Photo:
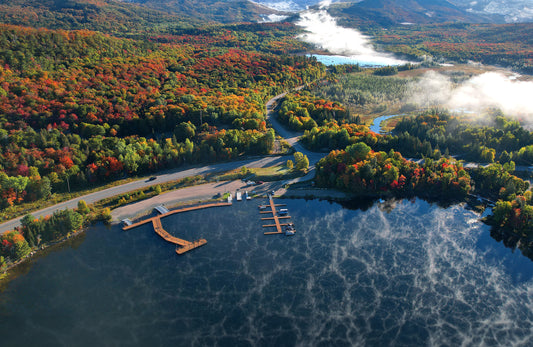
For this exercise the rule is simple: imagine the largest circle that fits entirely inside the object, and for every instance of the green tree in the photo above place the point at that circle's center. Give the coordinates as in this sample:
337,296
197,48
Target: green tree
82,207
290,164
302,162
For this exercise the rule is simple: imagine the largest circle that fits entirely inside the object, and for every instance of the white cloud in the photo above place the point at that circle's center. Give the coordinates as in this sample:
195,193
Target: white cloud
491,89
323,31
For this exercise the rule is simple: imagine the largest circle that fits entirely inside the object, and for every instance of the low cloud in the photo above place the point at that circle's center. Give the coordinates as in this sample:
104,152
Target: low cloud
491,89
323,31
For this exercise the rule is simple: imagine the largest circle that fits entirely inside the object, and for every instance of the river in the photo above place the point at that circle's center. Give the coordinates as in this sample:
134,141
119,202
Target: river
411,274
376,123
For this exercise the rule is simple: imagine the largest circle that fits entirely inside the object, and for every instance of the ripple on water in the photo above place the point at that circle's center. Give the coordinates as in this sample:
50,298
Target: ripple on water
415,275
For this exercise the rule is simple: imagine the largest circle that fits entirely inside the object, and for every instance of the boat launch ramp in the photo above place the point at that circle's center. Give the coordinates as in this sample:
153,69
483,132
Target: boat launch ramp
158,227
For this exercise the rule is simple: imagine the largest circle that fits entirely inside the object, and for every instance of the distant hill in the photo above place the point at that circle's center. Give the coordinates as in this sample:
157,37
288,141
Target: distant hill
223,11
393,12
101,15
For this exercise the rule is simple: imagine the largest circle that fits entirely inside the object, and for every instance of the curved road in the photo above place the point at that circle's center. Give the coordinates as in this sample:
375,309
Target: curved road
172,175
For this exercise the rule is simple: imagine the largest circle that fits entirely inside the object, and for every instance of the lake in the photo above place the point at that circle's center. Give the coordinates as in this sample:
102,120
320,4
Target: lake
376,123
404,273
362,61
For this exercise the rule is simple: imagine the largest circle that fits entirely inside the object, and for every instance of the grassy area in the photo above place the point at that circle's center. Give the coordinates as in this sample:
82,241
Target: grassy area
146,193
273,173
23,209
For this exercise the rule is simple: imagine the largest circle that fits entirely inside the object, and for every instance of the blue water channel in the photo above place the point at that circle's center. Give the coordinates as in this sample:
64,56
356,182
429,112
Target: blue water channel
366,62
408,273
376,123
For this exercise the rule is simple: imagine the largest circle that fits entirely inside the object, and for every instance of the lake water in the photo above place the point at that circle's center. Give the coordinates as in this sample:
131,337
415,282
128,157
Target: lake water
376,124
363,61
409,275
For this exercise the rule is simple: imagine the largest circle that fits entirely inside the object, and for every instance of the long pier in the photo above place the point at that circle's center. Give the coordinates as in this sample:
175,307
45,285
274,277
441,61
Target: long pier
274,217
158,227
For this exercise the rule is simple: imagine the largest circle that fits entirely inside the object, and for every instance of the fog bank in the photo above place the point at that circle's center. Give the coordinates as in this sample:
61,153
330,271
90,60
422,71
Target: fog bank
323,31
491,89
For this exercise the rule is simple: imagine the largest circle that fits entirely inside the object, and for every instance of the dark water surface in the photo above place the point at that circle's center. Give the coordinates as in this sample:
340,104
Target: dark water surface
415,275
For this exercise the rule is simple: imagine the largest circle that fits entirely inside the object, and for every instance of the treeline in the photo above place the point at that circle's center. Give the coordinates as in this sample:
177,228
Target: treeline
364,90
506,45
504,140
112,17
277,38
358,169
334,136
82,107
303,111
35,232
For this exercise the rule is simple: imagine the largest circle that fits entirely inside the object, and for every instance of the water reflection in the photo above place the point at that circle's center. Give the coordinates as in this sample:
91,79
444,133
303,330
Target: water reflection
412,274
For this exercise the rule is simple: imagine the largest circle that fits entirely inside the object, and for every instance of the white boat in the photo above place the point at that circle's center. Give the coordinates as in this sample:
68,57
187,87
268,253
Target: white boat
289,230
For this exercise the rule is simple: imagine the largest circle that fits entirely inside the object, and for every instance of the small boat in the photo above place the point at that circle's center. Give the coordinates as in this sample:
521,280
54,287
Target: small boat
289,230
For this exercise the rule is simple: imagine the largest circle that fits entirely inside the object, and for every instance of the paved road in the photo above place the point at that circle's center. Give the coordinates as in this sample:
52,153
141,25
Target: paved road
172,175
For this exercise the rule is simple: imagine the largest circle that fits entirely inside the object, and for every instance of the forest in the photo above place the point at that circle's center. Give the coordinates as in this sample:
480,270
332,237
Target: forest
506,45
369,164
81,107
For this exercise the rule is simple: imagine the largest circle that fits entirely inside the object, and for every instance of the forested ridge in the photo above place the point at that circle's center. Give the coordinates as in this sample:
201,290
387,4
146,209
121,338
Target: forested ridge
88,107
506,45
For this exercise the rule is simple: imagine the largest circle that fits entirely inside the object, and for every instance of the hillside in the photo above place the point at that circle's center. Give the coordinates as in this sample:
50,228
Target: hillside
223,11
388,13
101,15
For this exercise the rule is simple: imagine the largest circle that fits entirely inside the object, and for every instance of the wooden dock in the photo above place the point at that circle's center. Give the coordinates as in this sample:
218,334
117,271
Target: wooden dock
274,217
158,227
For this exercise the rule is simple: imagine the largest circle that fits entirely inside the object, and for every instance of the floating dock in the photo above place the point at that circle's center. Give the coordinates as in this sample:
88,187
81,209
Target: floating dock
274,217
158,227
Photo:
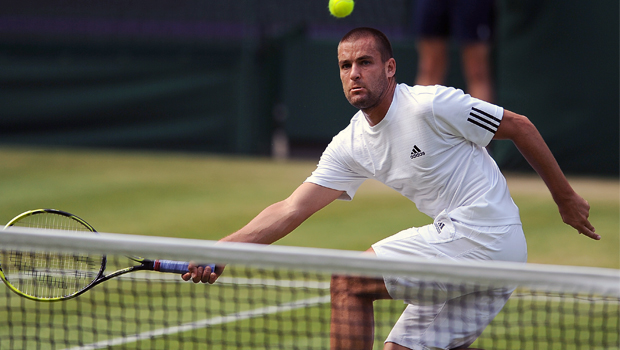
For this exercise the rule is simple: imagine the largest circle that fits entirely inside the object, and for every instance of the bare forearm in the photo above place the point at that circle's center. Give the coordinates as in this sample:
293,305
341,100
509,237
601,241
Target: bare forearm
273,223
534,149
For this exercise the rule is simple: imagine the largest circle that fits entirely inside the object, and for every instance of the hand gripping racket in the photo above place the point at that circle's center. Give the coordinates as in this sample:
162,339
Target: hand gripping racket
49,276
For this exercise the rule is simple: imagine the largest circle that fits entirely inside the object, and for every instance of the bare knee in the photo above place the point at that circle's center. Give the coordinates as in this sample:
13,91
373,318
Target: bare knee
358,287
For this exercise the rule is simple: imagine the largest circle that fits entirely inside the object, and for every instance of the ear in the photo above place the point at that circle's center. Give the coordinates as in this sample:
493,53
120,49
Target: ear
390,67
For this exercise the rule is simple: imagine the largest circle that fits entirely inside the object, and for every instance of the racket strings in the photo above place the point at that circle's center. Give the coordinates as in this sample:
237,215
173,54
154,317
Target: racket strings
45,274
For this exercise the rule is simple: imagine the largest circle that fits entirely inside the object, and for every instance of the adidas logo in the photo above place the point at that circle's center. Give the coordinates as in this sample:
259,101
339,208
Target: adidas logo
416,152
439,226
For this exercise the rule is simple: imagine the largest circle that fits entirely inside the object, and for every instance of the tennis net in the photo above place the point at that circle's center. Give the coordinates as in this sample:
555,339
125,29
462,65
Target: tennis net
276,297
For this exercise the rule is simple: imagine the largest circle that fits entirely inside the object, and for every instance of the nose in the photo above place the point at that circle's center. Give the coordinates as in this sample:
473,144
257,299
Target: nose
355,72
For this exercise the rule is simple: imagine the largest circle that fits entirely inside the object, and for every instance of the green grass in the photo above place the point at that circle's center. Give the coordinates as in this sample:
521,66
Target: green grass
207,197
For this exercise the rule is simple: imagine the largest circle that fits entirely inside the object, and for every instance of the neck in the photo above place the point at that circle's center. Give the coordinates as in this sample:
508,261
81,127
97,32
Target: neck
374,115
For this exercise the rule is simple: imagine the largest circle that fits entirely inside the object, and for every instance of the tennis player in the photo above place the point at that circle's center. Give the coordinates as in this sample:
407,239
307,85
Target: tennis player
428,143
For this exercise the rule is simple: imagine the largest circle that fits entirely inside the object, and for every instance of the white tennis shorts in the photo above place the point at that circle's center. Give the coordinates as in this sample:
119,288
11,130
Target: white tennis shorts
449,316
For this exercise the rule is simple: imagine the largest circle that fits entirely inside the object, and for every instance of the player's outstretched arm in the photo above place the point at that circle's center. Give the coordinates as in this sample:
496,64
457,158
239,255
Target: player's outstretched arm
273,223
573,208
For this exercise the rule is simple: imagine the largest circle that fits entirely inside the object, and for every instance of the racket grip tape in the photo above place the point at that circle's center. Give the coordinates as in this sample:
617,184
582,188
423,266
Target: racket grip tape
172,266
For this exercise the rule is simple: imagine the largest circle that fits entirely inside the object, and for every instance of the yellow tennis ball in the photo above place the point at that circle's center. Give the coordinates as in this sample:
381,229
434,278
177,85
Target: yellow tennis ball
341,8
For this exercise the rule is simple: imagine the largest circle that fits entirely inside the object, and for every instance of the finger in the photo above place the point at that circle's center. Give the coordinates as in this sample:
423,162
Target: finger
590,233
206,275
216,274
197,275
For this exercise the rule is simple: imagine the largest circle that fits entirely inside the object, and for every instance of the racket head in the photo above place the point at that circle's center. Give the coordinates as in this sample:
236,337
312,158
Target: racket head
50,276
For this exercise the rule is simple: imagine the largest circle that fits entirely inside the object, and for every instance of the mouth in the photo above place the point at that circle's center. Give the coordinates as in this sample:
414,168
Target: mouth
356,89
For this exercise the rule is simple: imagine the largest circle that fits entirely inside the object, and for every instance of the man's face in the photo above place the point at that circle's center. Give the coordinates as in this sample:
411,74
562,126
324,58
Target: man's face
364,77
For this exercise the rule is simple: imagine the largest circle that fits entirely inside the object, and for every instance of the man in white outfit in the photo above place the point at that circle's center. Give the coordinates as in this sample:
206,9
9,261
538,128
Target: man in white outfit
428,143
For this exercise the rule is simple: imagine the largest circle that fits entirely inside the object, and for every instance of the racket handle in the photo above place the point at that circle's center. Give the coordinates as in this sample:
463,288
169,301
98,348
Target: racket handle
172,266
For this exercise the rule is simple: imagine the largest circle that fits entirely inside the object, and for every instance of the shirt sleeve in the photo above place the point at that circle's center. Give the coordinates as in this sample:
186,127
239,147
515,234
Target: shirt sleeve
333,172
459,114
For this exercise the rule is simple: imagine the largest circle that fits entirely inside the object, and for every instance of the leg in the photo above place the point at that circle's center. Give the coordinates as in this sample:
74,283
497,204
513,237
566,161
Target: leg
477,70
352,319
432,61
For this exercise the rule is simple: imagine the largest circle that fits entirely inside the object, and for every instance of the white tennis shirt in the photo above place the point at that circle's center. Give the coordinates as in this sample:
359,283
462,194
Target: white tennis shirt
430,147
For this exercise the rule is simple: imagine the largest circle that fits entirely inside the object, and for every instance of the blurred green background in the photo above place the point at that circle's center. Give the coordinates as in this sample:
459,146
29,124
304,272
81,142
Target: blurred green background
158,118
222,76
208,197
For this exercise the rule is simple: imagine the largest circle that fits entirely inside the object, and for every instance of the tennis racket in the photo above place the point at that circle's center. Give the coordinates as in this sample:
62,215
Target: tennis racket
49,276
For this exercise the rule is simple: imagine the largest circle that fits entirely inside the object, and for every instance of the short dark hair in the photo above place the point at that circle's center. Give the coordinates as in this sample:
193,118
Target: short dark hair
383,43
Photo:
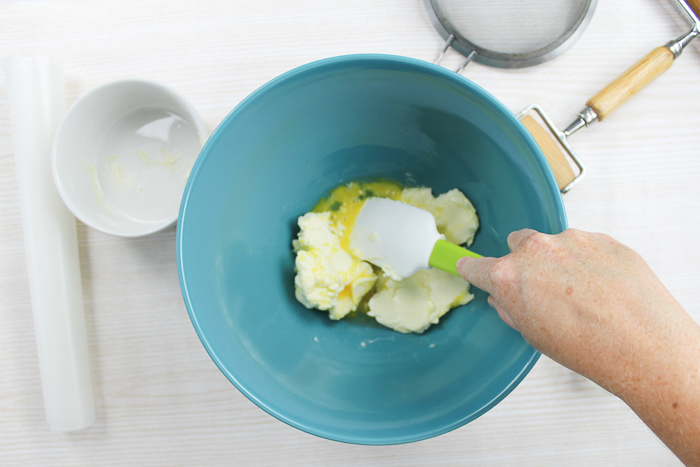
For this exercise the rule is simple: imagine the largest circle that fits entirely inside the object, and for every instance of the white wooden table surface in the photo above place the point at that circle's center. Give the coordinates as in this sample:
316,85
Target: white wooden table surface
161,400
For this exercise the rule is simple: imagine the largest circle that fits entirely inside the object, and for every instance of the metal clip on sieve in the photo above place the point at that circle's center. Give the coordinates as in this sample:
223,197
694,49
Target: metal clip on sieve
541,40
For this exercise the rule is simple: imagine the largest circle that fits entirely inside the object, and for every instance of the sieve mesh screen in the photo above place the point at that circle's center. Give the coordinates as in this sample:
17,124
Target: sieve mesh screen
512,26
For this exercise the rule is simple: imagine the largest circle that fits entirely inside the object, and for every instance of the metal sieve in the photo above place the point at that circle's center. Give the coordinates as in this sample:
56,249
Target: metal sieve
509,33
517,34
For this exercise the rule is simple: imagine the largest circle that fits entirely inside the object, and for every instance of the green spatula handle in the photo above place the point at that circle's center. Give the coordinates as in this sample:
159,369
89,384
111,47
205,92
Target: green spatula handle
446,254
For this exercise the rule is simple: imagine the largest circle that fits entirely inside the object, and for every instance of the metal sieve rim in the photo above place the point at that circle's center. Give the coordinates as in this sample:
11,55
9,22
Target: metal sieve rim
506,60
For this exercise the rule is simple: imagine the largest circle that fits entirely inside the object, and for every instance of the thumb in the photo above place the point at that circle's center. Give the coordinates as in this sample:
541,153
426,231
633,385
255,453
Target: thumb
477,271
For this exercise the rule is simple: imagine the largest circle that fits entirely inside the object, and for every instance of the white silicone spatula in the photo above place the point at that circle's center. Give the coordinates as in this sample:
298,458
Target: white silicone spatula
402,239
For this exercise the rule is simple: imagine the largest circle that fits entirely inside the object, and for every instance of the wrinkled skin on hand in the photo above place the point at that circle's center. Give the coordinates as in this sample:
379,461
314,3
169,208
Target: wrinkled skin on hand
595,306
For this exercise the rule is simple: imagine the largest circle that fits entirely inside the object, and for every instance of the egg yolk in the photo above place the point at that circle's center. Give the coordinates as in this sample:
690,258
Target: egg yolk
345,202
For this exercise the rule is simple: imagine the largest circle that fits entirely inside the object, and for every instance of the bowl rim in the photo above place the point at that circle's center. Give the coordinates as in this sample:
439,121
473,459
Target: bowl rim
241,107
75,207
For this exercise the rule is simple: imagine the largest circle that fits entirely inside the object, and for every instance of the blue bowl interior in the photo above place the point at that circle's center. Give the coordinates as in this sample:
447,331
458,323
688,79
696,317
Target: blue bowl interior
270,160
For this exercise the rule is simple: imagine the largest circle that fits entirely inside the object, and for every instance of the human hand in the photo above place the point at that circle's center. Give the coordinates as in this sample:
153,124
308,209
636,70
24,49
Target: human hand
594,305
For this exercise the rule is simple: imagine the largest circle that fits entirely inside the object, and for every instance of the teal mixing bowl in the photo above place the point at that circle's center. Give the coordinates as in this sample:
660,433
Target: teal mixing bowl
270,160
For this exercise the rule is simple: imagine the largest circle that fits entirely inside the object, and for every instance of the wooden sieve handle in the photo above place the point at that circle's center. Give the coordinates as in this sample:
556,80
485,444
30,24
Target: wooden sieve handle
631,81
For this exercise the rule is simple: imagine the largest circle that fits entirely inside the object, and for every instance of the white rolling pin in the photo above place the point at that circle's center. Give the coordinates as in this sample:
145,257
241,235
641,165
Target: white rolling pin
36,91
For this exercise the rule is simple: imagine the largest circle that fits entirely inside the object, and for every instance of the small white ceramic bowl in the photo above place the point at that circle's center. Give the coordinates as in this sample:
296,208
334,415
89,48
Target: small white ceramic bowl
122,154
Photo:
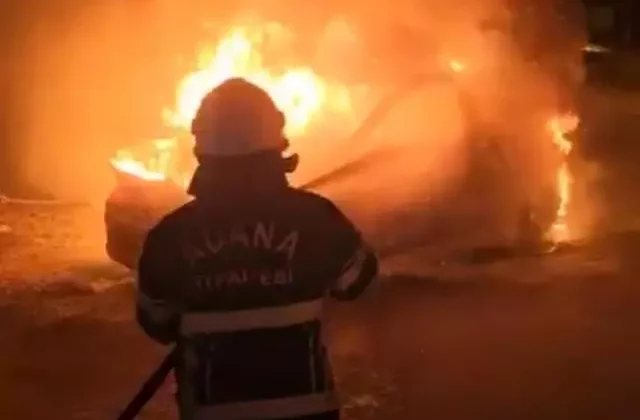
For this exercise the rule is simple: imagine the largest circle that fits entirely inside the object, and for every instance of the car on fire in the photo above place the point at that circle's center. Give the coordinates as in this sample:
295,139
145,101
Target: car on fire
515,171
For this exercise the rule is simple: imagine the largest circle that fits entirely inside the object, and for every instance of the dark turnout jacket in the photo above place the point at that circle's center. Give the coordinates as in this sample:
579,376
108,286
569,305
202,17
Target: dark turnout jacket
239,286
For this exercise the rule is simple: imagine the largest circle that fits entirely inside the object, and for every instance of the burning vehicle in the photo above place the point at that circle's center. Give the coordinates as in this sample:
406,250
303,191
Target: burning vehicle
463,139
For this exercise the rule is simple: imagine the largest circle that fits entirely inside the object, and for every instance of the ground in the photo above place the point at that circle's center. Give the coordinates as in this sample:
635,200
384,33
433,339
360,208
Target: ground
552,338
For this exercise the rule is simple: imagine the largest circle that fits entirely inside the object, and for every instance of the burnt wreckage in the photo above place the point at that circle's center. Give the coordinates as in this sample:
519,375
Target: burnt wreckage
135,205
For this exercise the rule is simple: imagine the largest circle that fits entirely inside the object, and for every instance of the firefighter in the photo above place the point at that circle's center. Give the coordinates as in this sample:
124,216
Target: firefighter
237,277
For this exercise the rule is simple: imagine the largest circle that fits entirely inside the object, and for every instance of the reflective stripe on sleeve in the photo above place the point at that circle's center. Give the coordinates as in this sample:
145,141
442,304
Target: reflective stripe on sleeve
158,311
353,269
291,407
273,317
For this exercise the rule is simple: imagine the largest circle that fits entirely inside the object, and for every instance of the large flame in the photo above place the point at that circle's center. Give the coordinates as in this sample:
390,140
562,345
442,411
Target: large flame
560,127
298,91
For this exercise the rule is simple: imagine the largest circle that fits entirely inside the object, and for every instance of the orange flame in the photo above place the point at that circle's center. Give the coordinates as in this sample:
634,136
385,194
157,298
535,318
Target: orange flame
560,127
298,91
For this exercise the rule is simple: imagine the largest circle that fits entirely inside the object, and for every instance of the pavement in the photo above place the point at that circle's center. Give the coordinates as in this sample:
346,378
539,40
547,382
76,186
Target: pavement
528,338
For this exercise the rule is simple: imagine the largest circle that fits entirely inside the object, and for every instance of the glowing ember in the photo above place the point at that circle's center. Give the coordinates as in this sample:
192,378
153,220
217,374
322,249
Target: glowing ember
457,66
155,168
297,90
560,127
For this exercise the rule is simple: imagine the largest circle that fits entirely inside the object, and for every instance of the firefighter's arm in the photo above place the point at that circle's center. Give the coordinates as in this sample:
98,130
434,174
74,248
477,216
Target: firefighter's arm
157,306
357,263
356,274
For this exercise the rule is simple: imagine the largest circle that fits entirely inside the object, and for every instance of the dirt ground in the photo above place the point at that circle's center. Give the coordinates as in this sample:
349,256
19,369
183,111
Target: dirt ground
524,339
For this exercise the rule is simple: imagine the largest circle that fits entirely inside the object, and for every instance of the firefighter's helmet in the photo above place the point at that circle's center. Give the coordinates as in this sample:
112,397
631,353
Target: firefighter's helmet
238,118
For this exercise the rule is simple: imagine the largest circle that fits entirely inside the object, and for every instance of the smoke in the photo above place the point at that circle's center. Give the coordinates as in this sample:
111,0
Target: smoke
99,74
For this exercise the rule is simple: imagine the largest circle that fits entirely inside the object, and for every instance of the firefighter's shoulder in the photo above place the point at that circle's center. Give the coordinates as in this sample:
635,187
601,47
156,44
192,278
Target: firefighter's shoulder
321,206
171,224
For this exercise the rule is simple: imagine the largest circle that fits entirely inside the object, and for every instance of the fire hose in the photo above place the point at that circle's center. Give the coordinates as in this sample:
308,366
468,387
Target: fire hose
365,130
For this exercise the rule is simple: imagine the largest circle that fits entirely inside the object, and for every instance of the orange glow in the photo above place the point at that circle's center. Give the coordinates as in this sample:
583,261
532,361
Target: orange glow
559,127
298,91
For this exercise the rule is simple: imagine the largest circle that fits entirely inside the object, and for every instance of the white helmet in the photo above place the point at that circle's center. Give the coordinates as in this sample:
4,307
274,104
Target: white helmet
237,118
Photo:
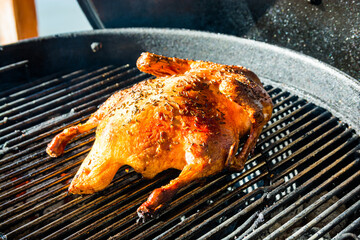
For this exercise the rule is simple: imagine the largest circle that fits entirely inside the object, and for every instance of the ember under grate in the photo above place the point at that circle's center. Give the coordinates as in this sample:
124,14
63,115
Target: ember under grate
303,180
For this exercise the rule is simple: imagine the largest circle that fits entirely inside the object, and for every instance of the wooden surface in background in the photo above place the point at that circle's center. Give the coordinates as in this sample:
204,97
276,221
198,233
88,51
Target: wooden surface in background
17,20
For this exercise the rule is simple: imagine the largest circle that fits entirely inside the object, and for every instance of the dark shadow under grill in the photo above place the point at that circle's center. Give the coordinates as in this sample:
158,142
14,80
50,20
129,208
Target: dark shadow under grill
302,180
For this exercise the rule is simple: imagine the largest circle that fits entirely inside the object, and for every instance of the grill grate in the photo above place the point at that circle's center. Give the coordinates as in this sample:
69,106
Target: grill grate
302,178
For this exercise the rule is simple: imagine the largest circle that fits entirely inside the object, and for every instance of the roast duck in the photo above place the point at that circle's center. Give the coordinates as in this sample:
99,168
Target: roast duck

### REQUIREMENT:
If a line above holds the string "roast", copy it out.

### REPLY TO THE EXERCISE:
For this exercise the rule is simple: imagine the largest circle that fits entirely inside the object, and for every instance of the roast duck in the photo above place the point at that circle's center. Give the coordinates as in this sample:
Target: roast duck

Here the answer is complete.